Problem to work on | The answer must restate every entry below word for word.

(Task data begins)

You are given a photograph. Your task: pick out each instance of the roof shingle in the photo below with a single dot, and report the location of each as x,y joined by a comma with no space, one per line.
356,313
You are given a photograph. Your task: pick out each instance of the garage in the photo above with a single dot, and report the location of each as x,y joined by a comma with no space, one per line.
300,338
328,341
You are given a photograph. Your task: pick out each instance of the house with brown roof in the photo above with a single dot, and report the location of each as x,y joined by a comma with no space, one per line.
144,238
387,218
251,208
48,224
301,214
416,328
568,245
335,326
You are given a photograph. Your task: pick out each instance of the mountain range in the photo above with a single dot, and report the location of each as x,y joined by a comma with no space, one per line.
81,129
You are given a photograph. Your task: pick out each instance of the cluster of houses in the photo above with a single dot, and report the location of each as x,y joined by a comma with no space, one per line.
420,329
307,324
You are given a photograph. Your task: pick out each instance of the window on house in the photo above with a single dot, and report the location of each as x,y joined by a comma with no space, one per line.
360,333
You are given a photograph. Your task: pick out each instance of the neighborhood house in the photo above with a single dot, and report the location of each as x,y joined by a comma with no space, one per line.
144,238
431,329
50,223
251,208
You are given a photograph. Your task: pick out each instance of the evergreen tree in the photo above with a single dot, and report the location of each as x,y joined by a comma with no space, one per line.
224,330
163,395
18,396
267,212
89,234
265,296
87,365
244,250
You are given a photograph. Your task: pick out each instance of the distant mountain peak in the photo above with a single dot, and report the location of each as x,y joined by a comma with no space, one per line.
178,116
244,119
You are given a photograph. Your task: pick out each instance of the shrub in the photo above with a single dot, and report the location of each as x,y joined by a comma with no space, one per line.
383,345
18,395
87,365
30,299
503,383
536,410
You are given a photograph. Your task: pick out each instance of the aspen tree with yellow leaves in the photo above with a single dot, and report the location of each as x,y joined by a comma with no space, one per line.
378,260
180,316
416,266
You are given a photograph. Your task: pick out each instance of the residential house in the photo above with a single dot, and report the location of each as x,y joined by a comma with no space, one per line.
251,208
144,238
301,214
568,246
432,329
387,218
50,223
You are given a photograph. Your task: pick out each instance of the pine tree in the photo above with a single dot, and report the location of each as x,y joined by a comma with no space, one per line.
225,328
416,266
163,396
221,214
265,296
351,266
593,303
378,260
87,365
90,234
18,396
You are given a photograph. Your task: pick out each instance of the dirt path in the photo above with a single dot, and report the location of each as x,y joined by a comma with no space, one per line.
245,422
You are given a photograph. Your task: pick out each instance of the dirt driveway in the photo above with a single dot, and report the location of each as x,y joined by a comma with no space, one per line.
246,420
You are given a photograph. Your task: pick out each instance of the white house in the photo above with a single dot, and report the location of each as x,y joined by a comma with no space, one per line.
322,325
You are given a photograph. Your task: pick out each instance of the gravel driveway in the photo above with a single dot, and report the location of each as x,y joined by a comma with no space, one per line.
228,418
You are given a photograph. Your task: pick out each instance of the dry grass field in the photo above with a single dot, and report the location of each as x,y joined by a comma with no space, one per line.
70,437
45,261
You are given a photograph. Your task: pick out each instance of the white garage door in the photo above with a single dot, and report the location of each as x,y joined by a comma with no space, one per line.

(Task data ends)

Answer below |
You are given a photograph. Your task: pick out each instance of the roof shingle in the photo below with a single dot, and report the location of each as x,y joined by a comma with no space, one per line.
356,313
You are given a photograph. Your task: pick out each instance of the garage in the photo above with a single dot, and report the location of each as x,y joined by a comma with no space, one per line.
300,338
328,341
You are given a photograph. Your task: pick out each instance of the house with brown roof in the photo above with a single dot, and report the location of each as x,y joined by a comma with no space, one per line.
144,238
387,218
251,208
48,224
301,214
416,328
568,245
335,326
You are given a photograph. Your task: pick out each instance of the mountain range in the photo above with a single dot, and report the location of each as x,y joined by a comma with no space, one per line.
81,129
You are given a photograph. Your task: pick out each instance of the cluster of houses in the photo above with a single dot, and report the location of each as x,y joined by a comma with no space, one per line.
420,329
307,324
You are given a photograph. Your task: pick out each instance of the window on house in the photo above with a single dot, and report the location of each as x,y joined by a comma with no space, one per line.
360,333
You are given a photograph. Your task: pick out each instance of the neighborhood house in the photo above with a single dot, and report the location of each as x,y joined by a comma with no space, one per line.
144,238
431,329
50,223
251,208
You are given a photograph. Your task: pick out each instance of the evergreen tree in the photo above with a single dot, and report the location of each as x,y joined by a comma with no space, one per line.
224,330
163,395
18,396
267,212
89,234
265,296
87,365
244,250
You are given a photograph. Your task: pick out each instance of the distant mountain peak in the photo above with a single dot, and report the location of each as x,y joined by a comma with no space, one per line.
178,116
244,119
You are given a photograph. Your task: pick out each instance of the shrub in the photo above with a single dot, and report the location of each as x,y joined by a comma with no space, one per line.
383,345
18,395
87,365
30,299
503,383
536,410
You are given a photograph. Your task: pick out each instance of the aspen tree with yellow leaves in the photo above with a single dot, and report the location of each as x,y joined by a comma with no space, one per line.
378,260
180,316
416,266
You are given a photograph. Your task: pick out each instance of the residential house in the photo above with a single dot, and report the location of each as x,y joined by a comma with no space, one per line.
251,208
144,238
301,214
568,246
432,329
387,218
50,223
You are given a photograph. Your task: pick out each instance of the pine tree in the photo above with a single dot, and report the location of each as x,y joined by a comma with no space, one per line.
225,328
416,266
163,396
221,214
265,296
351,266
593,303
378,260
87,365
90,234
18,396
You are given a photograph. Your task: pick out each instance of the dirt path in the photo above with a single dot, and report the location of each as x,y joined by a comma with no space, one per line.
245,422
You are given a photograph. Your task: pick out each instance of the dirt driveway in the photo above with a single dot, and report the location of each as x,y joined by a comma with no space, one per line.
246,420
You are given a photograph. Your task: pick out each instance of the white house in the photo above with a single dot, and report the location of each as x,y joined by a comma with no space, one per line.
322,325
You are given a photograph. Your task: pick out each instance of the gravel driveway in the photo above with a single dot, and report the location of each as x,y joined by a comma with no space, one per line.
228,418
You are given a photograph. Your task: pick out each instance of the dry grass field in the photo above with a single dot, and report the location of each as x,y joined by a comma with no space, one per line.
70,437
45,261
You are given a photograph. Your task: pick out each instance of the white garage door in the photo above with a single dot, and report the location of each as x,y joined by a comma with no space, one per line.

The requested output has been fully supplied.